Tag Archives: nutrients

Aquascaping Layout & The Golden Ratio

Aquascaping Layout & The Golden Ratio

Some of you may have heard of this and some of you may have not and its called ‘The Golden Ratio’ which is widely used in planning the layout and perspective of an aquascape.  We have put together a simple ‘Aquascaping Layout  & The Golden Ratio’ guide on how to create a scape that is pleasing on the eye and has the right composition and design in mind.

The Golden Ratio

Firstly we will look at the The Golden Ratio which will guide you in creating perspective in your aquarium. This ‘Aquascaping Layout  & The Golden Ratio’ guide is used when wanting to acheive the perfect balance when placing objects in a space.  So let’s begin and these 3 steps explain what the Golden Ratio is.

1. Stand back and look at the front of your tank. Imagine there are four lines going across the front of the glass, two vertical and two horizontal, giving you now nine sections.

2. Where the lines cross are the Golden points where you should consider placing your key features to the tank i.e. rock, wood or prominant plants such as reds or plants that stand out.

3. You can use the Golden Ratio to plan the height layout of your plants too.

Symmetry

Basically symmetry does not work in a planted aquarium. It is too formal, structured and unnatural. Think about it would you see symmetry in the wild? No, so lets not make it neat and symetrical in the aquarium.  The focal point (as we mentioned earlier your key feature so wood, rock, red plant etc) should be slightly off to the center. 1 : 1.62 was calculated long ago as the point which is the most pleasing on the eye.  This is where you could consider having a slope on one side too, like a riverbed.

Shape

Please don’t have all your ‘tall’ plants lined up along the back and try and create a ‘hedge’ or ‘wall’ of plants to cover up the background! It is not needed and only looks dated. Try replicating a mountain look by trimming your plants to be taller on the sides and slightly shorter in the center.  You could also add some rocks either side (not symetrical remember to add to your mountain look).

Records taken from a collection:
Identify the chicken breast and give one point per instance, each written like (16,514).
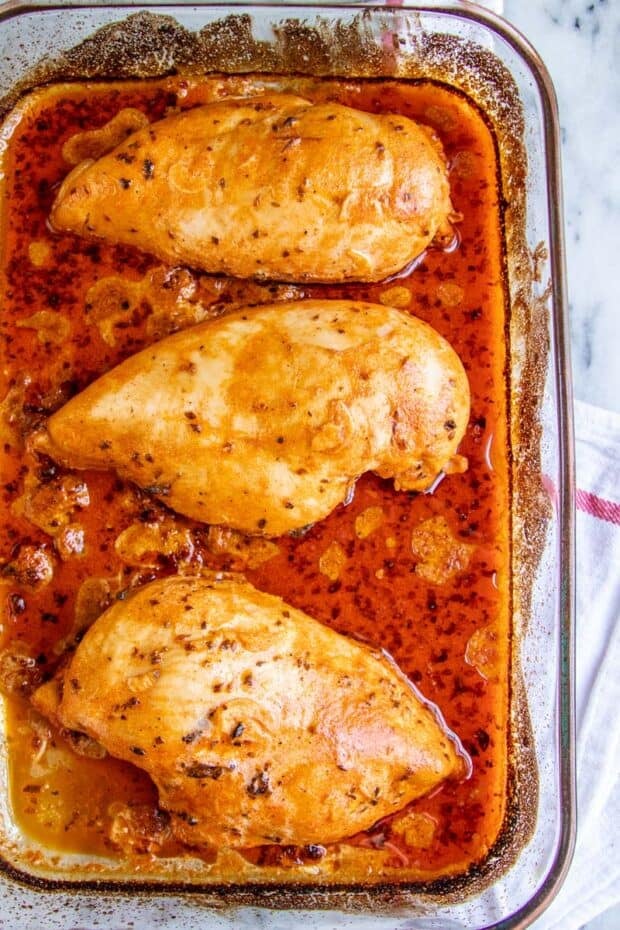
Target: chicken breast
(261,420)
(270,187)
(256,723)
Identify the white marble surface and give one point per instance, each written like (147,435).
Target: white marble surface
(579,40)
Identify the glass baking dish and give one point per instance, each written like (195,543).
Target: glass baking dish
(476,53)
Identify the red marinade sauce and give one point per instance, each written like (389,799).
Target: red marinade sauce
(449,635)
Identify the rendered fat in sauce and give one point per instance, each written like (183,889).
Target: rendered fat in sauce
(423,576)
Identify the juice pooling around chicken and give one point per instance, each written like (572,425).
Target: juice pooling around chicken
(423,576)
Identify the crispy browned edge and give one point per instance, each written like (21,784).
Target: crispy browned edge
(146,45)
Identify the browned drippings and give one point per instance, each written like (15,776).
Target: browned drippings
(425,577)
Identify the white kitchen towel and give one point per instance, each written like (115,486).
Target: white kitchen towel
(593,883)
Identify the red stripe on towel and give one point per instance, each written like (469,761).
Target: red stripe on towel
(598,507)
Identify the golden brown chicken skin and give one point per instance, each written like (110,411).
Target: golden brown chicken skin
(270,187)
(263,419)
(256,723)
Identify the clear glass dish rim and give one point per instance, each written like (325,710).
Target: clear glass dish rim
(559,331)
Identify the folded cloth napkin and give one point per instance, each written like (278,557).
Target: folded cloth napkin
(593,883)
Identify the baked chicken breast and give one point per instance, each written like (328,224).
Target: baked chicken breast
(272,187)
(257,724)
(263,419)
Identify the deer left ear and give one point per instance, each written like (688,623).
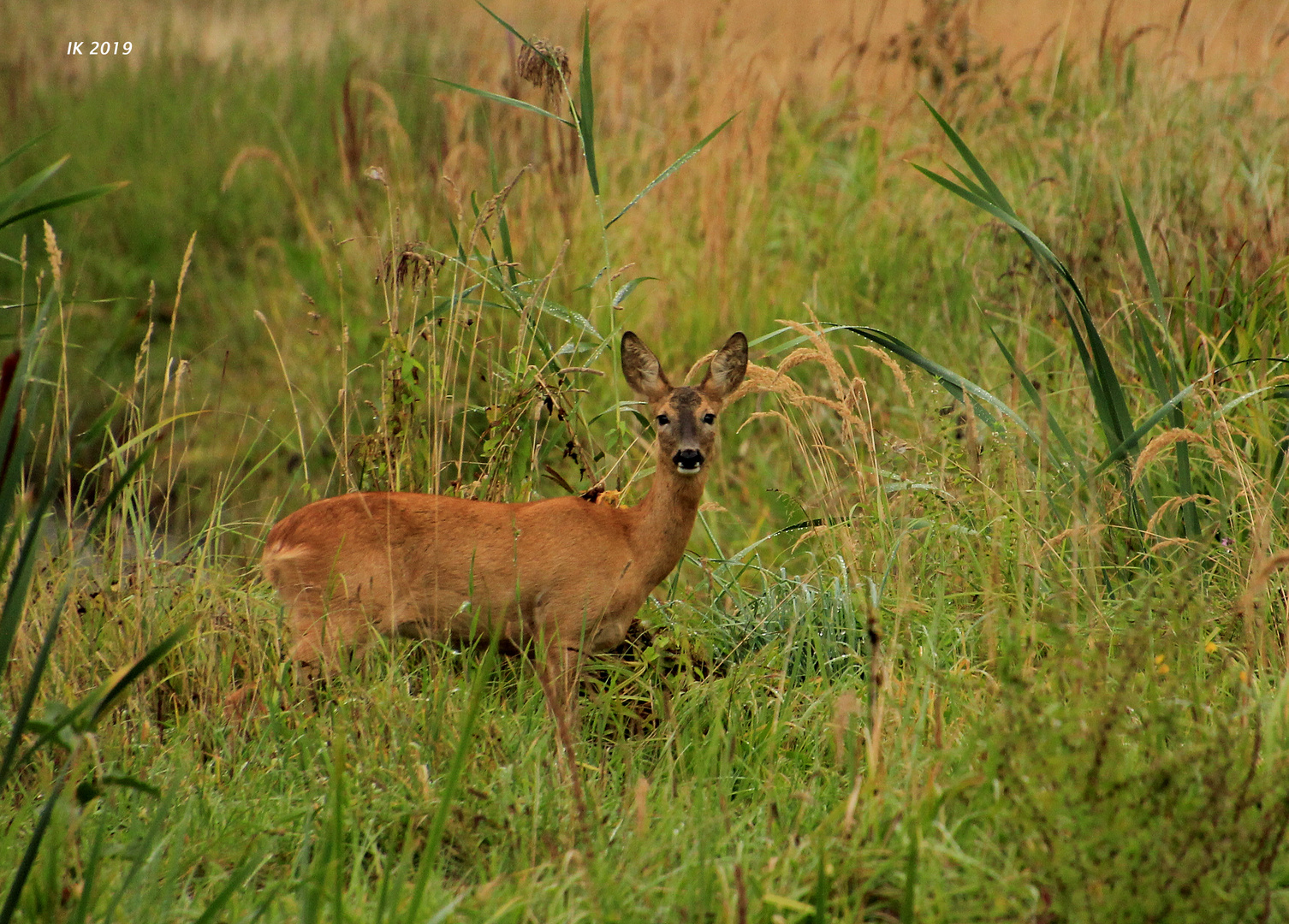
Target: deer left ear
(728,369)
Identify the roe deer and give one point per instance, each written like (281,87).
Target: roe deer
(565,574)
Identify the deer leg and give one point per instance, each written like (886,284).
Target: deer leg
(324,637)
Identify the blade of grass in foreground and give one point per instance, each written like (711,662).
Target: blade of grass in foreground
(586,117)
(508,101)
(1166,378)
(1102,379)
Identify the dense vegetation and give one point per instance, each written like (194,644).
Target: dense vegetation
(983,618)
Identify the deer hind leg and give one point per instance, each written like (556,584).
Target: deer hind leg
(326,631)
(557,661)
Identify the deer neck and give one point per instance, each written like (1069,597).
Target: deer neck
(665,519)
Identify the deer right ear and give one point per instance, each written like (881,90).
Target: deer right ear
(642,369)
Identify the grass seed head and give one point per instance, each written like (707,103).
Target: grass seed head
(543,65)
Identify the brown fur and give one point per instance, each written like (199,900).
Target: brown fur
(563,574)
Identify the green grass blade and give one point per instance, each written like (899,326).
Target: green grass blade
(586,117)
(1039,405)
(28,857)
(104,506)
(15,595)
(63,201)
(430,856)
(976,168)
(236,880)
(621,295)
(1008,218)
(1148,266)
(8,761)
(1131,442)
(1164,379)
(953,383)
(507,101)
(128,677)
(30,185)
(680,162)
(89,878)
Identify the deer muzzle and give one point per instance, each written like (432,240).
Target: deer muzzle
(688,462)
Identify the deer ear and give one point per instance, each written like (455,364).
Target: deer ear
(728,369)
(642,369)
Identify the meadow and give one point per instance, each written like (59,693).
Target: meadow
(986,613)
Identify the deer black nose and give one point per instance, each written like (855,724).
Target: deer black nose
(687,462)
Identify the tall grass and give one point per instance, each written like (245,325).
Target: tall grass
(1008,654)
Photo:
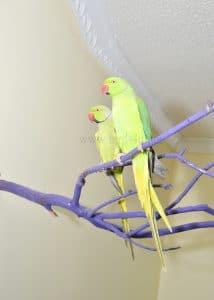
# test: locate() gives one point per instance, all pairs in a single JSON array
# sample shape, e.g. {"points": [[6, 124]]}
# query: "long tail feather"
{"points": [[122, 202], [148, 199]]}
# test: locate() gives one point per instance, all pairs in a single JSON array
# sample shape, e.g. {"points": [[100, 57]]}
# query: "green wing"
{"points": [[145, 118]]}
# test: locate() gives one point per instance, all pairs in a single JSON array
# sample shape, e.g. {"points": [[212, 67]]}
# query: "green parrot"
{"points": [[108, 147], [132, 124]]}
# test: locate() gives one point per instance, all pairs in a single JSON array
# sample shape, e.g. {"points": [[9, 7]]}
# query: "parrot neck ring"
{"points": [[107, 117]]}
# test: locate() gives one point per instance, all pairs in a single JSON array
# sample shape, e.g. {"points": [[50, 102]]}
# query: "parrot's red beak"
{"points": [[105, 89], [91, 116]]}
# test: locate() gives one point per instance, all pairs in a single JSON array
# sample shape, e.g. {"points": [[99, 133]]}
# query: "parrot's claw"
{"points": [[141, 149], [53, 213], [118, 158]]}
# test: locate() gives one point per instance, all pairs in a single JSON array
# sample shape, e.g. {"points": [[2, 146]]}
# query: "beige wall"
{"points": [[48, 82], [191, 269]]}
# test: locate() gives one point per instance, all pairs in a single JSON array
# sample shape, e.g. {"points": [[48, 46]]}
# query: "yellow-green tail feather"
{"points": [[123, 205], [148, 199]]}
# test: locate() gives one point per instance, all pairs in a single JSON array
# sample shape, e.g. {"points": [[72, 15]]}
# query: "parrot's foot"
{"points": [[53, 213], [140, 148], [118, 158]]}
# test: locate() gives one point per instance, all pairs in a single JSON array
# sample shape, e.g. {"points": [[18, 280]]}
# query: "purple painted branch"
{"points": [[100, 219], [125, 158], [188, 163], [177, 229], [177, 200]]}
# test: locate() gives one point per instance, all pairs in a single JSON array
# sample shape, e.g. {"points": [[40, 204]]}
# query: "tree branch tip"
{"points": [[53, 213], [181, 153]]}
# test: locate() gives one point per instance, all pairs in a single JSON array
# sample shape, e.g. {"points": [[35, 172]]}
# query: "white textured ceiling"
{"points": [[167, 45]]}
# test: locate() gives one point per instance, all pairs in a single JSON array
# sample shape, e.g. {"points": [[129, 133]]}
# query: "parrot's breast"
{"points": [[127, 122]]}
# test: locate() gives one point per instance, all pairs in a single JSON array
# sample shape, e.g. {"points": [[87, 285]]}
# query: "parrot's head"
{"points": [[114, 86], [99, 113]]}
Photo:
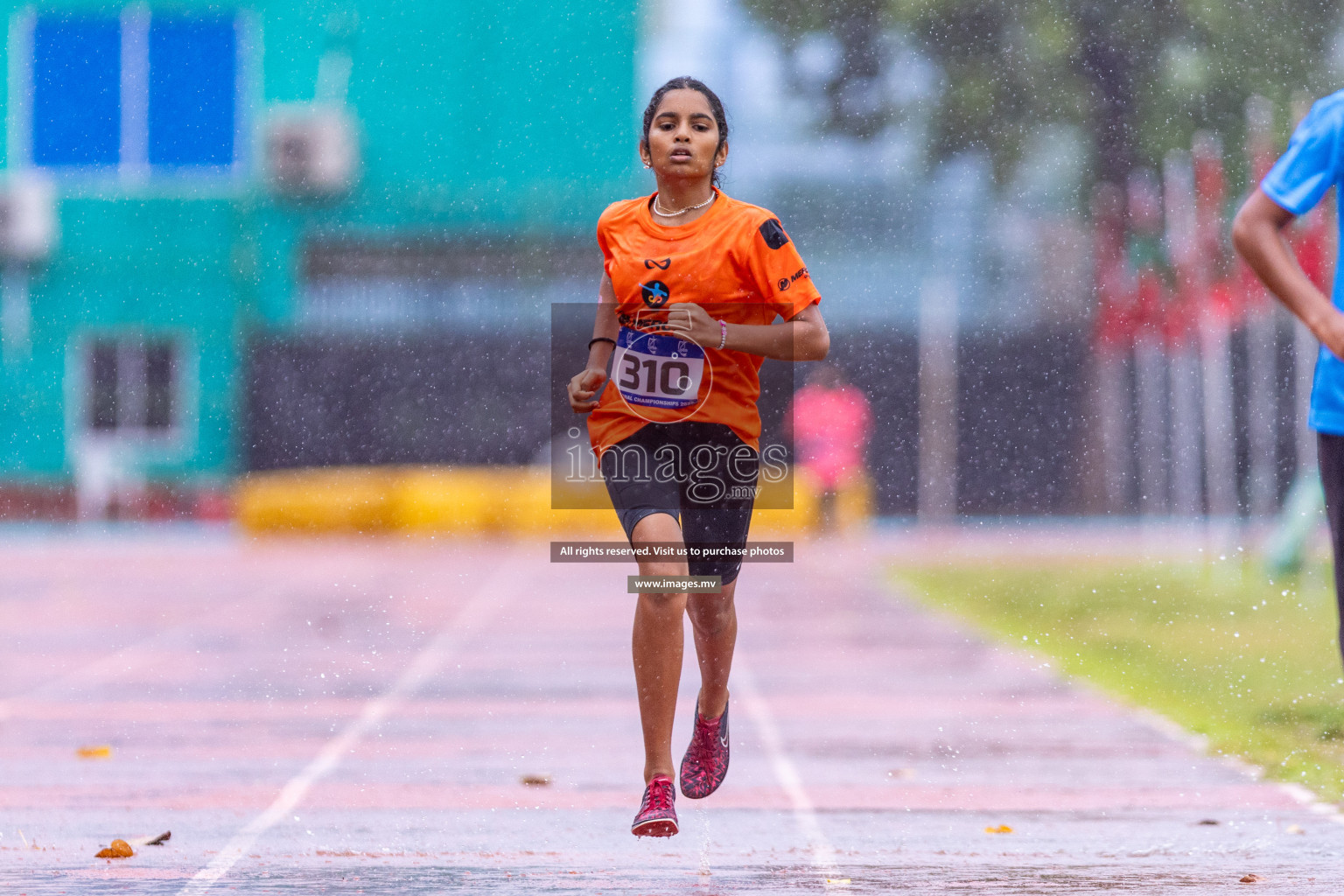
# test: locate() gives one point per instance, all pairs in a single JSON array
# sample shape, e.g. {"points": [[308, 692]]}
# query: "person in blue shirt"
{"points": [[1312, 164]]}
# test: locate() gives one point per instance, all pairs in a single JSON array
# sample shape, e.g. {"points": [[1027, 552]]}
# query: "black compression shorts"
{"points": [[699, 473]]}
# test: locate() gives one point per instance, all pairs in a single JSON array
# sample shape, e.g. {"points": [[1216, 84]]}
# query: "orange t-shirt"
{"points": [[737, 262]]}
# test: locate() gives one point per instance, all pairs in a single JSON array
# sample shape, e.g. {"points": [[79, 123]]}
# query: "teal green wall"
{"points": [[476, 117]]}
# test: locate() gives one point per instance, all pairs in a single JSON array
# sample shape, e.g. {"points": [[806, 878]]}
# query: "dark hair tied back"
{"points": [[715, 109]]}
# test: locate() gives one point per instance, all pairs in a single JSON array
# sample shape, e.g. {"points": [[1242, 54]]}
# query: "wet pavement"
{"points": [[360, 717]]}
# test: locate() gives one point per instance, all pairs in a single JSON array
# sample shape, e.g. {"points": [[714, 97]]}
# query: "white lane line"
{"points": [[483, 605], [804, 813]]}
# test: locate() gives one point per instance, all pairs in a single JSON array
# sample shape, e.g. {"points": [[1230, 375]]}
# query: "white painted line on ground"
{"points": [[483, 605], [804, 813]]}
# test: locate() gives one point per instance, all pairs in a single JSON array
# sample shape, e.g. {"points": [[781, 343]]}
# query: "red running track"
{"points": [[358, 717]]}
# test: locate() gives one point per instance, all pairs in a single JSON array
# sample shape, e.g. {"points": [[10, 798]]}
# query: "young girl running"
{"points": [[694, 285]]}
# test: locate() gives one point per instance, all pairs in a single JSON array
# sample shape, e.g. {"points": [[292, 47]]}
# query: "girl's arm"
{"points": [[1258, 235], [584, 384], [800, 339]]}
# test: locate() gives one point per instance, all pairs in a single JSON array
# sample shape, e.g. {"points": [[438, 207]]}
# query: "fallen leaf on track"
{"points": [[150, 841], [118, 850]]}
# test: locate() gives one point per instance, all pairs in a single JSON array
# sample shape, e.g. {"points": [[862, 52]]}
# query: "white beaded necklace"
{"points": [[674, 214]]}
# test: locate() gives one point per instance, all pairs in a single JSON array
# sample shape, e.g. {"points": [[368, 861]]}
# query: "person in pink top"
{"points": [[831, 422]]}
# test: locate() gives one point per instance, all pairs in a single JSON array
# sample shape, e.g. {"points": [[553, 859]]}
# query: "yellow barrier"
{"points": [[476, 500]]}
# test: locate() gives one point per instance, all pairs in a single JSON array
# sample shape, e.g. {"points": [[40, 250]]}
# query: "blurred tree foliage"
{"points": [[1138, 75]]}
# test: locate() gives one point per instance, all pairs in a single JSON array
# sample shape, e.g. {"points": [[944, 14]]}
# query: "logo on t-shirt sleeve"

_What is expected_: Write out everything in the aquascaping guide from "1. Stand back" down to "now nine sections.". Rely solely on the aquascaping guide.

_Complete response_:
1. Stand back and look at the front of your tank. Imagine there are four lines going across the front of the glass, two vertical and two horizontal, giving you now nine sections.